Task directions: The records that follow are to be transcribed in full, without their images.

Material provided:
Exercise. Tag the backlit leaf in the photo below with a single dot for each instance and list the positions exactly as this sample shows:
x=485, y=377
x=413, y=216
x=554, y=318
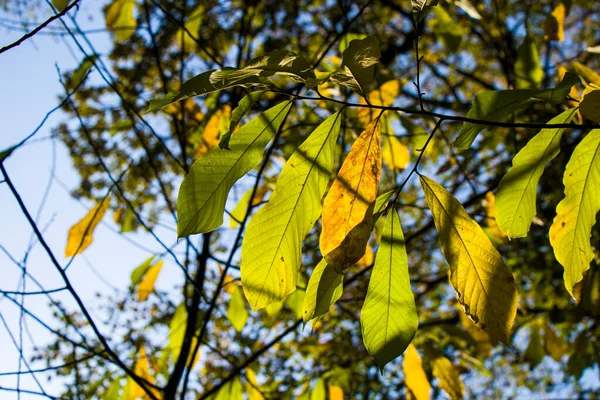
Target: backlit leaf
x=515, y=198
x=272, y=246
x=81, y=234
x=325, y=287
x=484, y=285
x=348, y=207
x=576, y=213
x=415, y=378
x=498, y=105
x=388, y=317
x=204, y=190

Exercise answer:
Exercise. Tag the backlit leaf in the photo below with a single dot for each instance and list the positions exactly as this sample shows:
x=485, y=377
x=413, y=216
x=554, y=318
Target: backlit leaf
x=515, y=198
x=272, y=246
x=81, y=234
x=325, y=287
x=484, y=285
x=348, y=207
x=576, y=213
x=415, y=378
x=498, y=105
x=388, y=317
x=204, y=190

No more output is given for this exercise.